• What you are asked to do: Copying nothing before it, reproduce the line that holds "Reviewer note. Confirm that each instance of the boat" and every line after it in the data, exactly.

Items from a data source
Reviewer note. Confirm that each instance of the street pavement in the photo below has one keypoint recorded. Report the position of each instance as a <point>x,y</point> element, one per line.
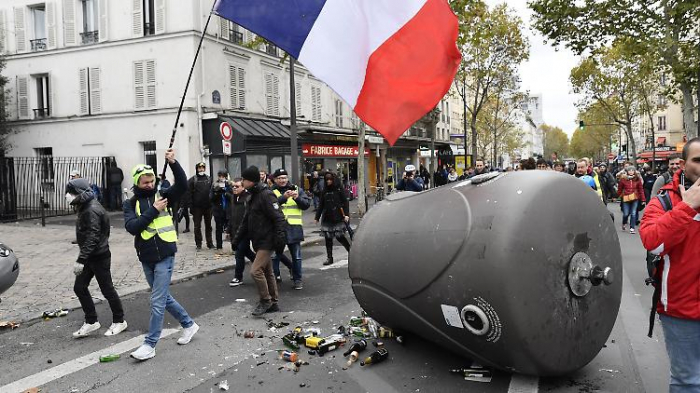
<point>43,354</point>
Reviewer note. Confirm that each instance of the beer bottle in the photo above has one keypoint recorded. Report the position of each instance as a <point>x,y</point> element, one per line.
<point>358,346</point>
<point>377,356</point>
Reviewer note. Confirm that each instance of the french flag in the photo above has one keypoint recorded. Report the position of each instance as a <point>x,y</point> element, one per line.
<point>390,60</point>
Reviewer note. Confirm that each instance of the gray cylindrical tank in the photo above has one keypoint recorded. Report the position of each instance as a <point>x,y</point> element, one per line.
<point>520,271</point>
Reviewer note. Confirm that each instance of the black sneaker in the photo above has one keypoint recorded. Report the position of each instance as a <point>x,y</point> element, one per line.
<point>262,308</point>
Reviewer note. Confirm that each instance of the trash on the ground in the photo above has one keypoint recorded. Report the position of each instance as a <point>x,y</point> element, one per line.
<point>109,358</point>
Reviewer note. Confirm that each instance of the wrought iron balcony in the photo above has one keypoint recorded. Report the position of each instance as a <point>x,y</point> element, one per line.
<point>38,44</point>
<point>90,37</point>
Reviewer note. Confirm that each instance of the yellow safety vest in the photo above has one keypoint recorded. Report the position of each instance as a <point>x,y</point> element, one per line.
<point>162,226</point>
<point>291,210</point>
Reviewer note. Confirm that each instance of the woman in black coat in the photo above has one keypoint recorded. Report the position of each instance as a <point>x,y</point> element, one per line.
<point>333,211</point>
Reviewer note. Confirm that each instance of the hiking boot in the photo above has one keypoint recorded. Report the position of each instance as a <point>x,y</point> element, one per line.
<point>86,329</point>
<point>144,352</point>
<point>116,328</point>
<point>262,308</point>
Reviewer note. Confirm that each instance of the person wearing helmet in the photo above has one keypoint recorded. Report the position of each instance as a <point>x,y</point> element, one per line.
<point>220,196</point>
<point>410,182</point>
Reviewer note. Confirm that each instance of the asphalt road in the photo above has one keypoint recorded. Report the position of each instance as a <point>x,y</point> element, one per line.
<point>44,353</point>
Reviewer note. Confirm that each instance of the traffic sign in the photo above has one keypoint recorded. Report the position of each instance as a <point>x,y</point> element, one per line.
<point>226,131</point>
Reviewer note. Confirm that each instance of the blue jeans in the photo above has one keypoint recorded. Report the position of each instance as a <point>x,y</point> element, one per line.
<point>295,263</point>
<point>682,344</point>
<point>242,252</point>
<point>629,209</point>
<point>158,276</point>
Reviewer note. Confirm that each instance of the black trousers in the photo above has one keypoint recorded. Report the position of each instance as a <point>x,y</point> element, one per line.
<point>100,269</point>
<point>198,214</point>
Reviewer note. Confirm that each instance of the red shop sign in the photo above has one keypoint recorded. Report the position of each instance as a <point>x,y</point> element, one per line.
<point>310,150</point>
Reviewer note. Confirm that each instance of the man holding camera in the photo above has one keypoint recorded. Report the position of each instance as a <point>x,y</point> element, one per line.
<point>409,181</point>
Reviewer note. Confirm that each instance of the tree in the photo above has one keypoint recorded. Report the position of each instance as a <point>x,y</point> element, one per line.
<point>492,45</point>
<point>555,141</point>
<point>663,30</point>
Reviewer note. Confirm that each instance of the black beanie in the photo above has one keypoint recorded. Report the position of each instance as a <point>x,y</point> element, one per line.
<point>252,173</point>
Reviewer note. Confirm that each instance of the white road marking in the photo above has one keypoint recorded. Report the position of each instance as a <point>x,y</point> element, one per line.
<point>523,384</point>
<point>75,365</point>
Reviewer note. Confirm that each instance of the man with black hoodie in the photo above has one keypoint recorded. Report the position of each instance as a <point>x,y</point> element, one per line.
<point>147,217</point>
<point>94,260</point>
<point>264,224</point>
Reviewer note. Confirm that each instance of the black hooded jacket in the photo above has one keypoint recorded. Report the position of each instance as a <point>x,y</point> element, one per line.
<point>92,224</point>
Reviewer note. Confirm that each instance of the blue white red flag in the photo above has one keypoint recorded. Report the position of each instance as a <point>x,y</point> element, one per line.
<point>390,60</point>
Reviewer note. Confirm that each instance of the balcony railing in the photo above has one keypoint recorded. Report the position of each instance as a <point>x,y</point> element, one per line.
<point>90,37</point>
<point>39,44</point>
<point>41,113</point>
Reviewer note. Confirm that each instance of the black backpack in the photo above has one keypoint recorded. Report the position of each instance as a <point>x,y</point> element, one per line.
<point>653,267</point>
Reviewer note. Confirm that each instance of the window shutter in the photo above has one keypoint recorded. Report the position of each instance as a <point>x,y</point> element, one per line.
<point>139,85</point>
<point>151,84</point>
<point>103,20</point>
<point>223,29</point>
<point>23,97</point>
<point>20,34</point>
<point>84,103</point>
<point>160,16</point>
<point>50,17</point>
<point>95,91</point>
<point>69,33</point>
<point>137,18</point>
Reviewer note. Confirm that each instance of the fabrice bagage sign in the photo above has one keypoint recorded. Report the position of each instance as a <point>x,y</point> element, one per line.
<point>310,150</point>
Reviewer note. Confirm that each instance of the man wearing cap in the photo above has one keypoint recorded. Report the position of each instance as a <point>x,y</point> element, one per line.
<point>147,217</point>
<point>292,202</point>
<point>200,204</point>
<point>409,181</point>
<point>264,224</point>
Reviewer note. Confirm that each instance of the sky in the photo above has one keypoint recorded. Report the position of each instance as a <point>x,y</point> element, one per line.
<point>547,73</point>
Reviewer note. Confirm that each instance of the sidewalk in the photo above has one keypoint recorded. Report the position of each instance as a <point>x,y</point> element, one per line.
<point>46,258</point>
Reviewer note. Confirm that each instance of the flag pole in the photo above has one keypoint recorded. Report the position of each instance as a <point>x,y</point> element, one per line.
<point>187,85</point>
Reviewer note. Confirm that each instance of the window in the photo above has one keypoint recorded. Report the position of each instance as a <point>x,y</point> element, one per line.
<point>662,123</point>
<point>145,84</point>
<point>149,154</point>
<point>43,103</point>
<point>237,86</point>
<point>315,103</point>
<point>272,94</point>
<point>90,93</point>
<point>339,113</point>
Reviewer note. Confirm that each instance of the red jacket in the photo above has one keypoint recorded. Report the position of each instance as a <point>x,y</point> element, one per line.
<point>627,187</point>
<point>674,235</point>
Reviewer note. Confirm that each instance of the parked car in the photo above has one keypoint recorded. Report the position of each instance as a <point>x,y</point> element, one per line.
<point>9,268</point>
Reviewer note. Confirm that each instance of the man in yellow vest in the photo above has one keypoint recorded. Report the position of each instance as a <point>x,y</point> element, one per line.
<point>147,217</point>
<point>293,203</point>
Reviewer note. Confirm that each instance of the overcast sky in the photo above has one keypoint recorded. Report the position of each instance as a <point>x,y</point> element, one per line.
<point>547,73</point>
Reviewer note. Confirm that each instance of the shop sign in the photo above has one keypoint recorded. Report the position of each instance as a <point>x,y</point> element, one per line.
<point>310,150</point>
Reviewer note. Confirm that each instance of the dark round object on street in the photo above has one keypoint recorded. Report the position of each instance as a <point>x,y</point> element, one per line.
<point>519,271</point>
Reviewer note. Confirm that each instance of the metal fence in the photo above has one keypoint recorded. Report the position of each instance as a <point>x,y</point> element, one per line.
<point>26,181</point>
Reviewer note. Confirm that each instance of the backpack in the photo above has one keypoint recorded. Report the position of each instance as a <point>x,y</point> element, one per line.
<point>653,267</point>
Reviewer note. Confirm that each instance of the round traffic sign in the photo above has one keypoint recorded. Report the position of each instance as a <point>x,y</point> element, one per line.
<point>226,131</point>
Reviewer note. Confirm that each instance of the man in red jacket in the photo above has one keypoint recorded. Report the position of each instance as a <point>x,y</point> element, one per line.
<point>674,236</point>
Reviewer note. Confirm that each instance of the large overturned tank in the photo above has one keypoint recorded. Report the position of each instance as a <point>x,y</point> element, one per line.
<point>520,271</point>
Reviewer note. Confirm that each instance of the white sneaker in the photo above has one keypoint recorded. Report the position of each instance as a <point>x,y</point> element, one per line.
<point>187,334</point>
<point>116,328</point>
<point>86,329</point>
<point>144,352</point>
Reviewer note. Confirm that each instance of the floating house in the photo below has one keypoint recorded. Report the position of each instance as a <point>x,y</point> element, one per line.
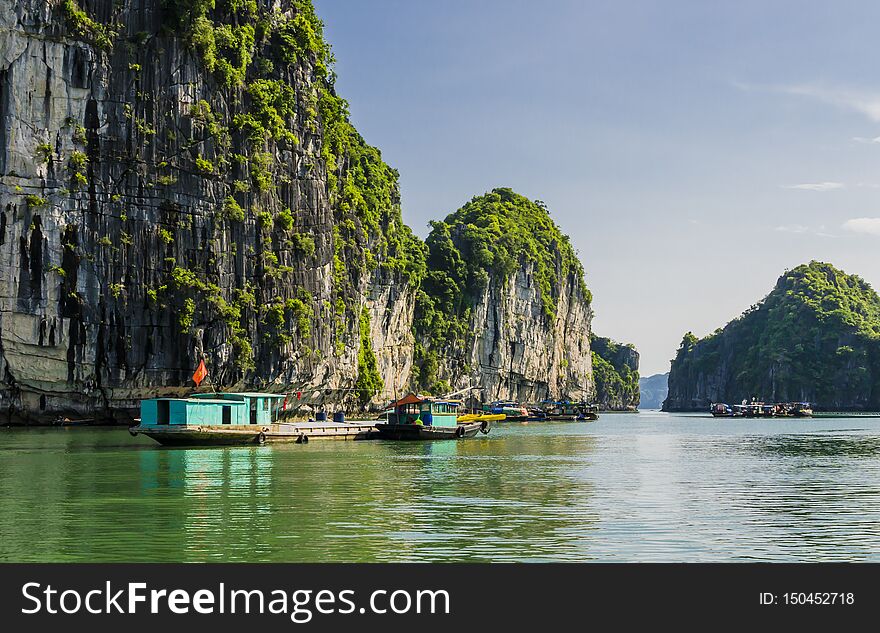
<point>414,409</point>
<point>212,409</point>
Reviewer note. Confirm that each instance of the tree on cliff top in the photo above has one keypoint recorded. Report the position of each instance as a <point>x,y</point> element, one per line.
<point>815,336</point>
<point>486,240</point>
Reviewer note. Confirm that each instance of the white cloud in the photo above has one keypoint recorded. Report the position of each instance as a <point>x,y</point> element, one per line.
<point>864,102</point>
<point>817,186</point>
<point>868,226</point>
<point>801,229</point>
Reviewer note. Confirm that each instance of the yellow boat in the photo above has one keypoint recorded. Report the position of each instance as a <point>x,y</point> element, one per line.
<point>480,417</point>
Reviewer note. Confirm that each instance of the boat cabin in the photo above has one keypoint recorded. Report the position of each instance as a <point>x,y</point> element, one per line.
<point>415,409</point>
<point>213,409</point>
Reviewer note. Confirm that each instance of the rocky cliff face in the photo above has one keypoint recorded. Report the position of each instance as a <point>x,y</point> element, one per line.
<point>814,338</point>
<point>653,391</point>
<point>515,354</point>
<point>178,182</point>
<point>616,372</point>
<point>504,305</point>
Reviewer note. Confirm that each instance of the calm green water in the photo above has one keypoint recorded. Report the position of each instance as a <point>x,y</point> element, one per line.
<point>640,487</point>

• Exercise result:
Reviewer note. Confirm that each instance of the boat cabin in the photo above has one keypoint recorded. Report the position of each instance as a <point>x,y</point> element, one per line.
<point>415,409</point>
<point>213,409</point>
Reviewer note. Confirm that each instance of the rocky cliff face in the photo above has one keypoint recorded. Report the position of each instance as a <point>x,y</point> element, one per line.
<point>814,338</point>
<point>653,391</point>
<point>515,354</point>
<point>178,182</point>
<point>616,372</point>
<point>504,305</point>
Reviewer note. Confirm that each instance of the calm green water in the photo above has one keypoint recorded. Report the position of each instance as a <point>x,y</point> element, one per line.
<point>640,487</point>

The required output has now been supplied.